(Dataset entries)
((

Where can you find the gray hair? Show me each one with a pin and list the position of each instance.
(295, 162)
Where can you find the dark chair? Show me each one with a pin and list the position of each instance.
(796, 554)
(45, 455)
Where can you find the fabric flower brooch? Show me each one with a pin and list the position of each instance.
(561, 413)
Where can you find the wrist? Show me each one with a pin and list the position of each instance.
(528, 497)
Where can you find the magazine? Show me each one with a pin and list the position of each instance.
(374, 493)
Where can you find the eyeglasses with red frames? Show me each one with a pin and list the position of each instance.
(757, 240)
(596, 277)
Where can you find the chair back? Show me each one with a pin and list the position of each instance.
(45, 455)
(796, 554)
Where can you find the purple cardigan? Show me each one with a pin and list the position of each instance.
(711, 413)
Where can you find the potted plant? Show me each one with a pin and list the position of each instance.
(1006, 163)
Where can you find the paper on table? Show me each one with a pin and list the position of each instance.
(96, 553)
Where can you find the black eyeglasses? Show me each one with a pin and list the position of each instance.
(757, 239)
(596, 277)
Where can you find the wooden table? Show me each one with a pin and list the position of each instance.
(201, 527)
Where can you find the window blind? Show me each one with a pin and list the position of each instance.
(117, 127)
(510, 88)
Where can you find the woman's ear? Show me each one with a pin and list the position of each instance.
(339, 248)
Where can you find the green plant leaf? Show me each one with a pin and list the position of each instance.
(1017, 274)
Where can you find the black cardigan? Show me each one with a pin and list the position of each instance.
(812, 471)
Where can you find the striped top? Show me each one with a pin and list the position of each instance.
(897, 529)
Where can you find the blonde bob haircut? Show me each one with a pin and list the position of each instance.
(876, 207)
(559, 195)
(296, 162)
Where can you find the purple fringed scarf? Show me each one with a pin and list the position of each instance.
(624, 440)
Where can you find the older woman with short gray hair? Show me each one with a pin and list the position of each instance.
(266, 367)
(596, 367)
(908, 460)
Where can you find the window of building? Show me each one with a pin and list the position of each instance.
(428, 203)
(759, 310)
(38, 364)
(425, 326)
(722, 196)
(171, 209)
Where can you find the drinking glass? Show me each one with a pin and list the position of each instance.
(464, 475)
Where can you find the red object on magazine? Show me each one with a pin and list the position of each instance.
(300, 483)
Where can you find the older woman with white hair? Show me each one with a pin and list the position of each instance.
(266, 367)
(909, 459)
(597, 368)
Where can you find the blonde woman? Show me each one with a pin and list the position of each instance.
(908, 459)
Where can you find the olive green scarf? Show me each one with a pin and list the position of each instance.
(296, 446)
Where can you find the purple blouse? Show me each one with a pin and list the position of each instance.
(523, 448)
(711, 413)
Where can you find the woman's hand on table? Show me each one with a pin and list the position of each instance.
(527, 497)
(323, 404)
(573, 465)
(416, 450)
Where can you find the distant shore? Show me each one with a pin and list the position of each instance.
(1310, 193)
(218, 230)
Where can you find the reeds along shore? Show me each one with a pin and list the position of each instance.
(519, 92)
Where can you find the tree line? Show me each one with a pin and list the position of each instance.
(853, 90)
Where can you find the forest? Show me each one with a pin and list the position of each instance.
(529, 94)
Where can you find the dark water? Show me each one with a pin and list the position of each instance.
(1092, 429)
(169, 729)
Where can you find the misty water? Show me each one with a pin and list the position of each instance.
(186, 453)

))

## Prompt:
The expected response is the full set of records, reproduced exactly.

## Result:
Where can you find the gray hair? Show me each one with a pin and list the position of each instance.
(295, 162)
Where can you find the dark chair? Show me each one with a pin and list the position of each instance.
(796, 554)
(45, 455)
Where can you find the fabric flower brooch? Show me each one with a pin and list the position of each instance.
(561, 413)
Where can you find the wrist? Show me each one with a pin and list the position of each instance.
(528, 497)
Where can you find the magazine? Show me each one with a pin and list the position of each instance.
(374, 493)
Where can you find the eyeglasses with red frames? Show me each one with a pin and list the position of each instance.
(757, 240)
(596, 277)
Where can you find the chair back? Show me each one with a pin and list the position of each instance.
(45, 455)
(796, 554)
Where can you find the purple cardigan? Show me each one with a pin and list the position of each instance.
(711, 413)
Where can you find the potted plant? Show me each one with a pin and list the position of each instance.
(1006, 163)
Where can you find the paper on table? Show me each one with a pin and list the position of each instance.
(96, 553)
Where can you find the black eyeglasses? Show me each one with a pin and list the position of each instance.
(757, 239)
(596, 277)
Where can you find the wooden table? Show me each one with a pin and list the position of each instance.
(201, 527)
Where can you find the window blind? Show me each one with a pin and list the position of each instance.
(117, 127)
(510, 88)
Where can you find the woman's ear? Show me each one with a pin and list the position of each instance.
(339, 248)
Where can you find the green plant leaf? Show me each one with a pin and list the position of each instance.
(1017, 274)
Where can you find the black cardigan? Show me each one with a pin and list the position of each instance.
(812, 471)
Where can you find the striped top? Show me each one with a pin and list the position of each instance.
(897, 529)
Where can you find the blonde bob haircut? Show me each one with a pin and list the position of each instance.
(876, 207)
(559, 195)
(296, 162)
Where can you find the purple fringed scarf? Show me each one with a pin and list the position of each instance.
(624, 440)
Where can you find the older woman with short gray hair? Show me each one with a pin and list the position of each instance.
(266, 367)
(596, 367)
(908, 460)
Where can you find the window of building? Show me each one with a pin and list the position of each instance.
(428, 203)
(759, 310)
(38, 364)
(425, 326)
(722, 196)
(171, 209)
Where can you find the drinking glass? Show me each one with a pin and list the position of each instance.
(464, 475)
Where can you find the red object on magazine? Show me each one with a pin and list the position of each instance.
(300, 483)
Where can you find the older woman with white hair? Show me each one with a pin and list the position of each instance.
(266, 367)
(909, 459)
(597, 368)
Where can you find the blonde woman? Show me each one with a pin and list the position of each instance.
(908, 459)
Where can you find the olive green scarf? Show me each one with a pin and list the position of each instance.
(296, 446)
Where can you find the purple blouse? Show me each one with a pin and list the position of each instance.
(523, 448)
(711, 413)
Where can you find the woman's hand on table? Show me each one with a pin and list the position of each instance.
(527, 497)
(323, 404)
(573, 465)
(416, 450)
Where can you find the distant shore? Show me each one with a pin and list the position of each instance.
(1310, 193)
(218, 230)
Where can you find the reeds along shore? Show me each one with a pin and list the position of each instance.
(519, 92)
Where can you find the tree line? Show me each one with a pin and list the position of each instance.
(853, 90)
Where can you find the forest? Show me each one with a pin and list the position of each instance.
(529, 94)
Where can you find the dark water? Show me each one with a pin and list the position of each instance.
(1092, 429)
(169, 729)
Where can you find the misty water? Show me each one with a pin and list the position of each instance.
(186, 453)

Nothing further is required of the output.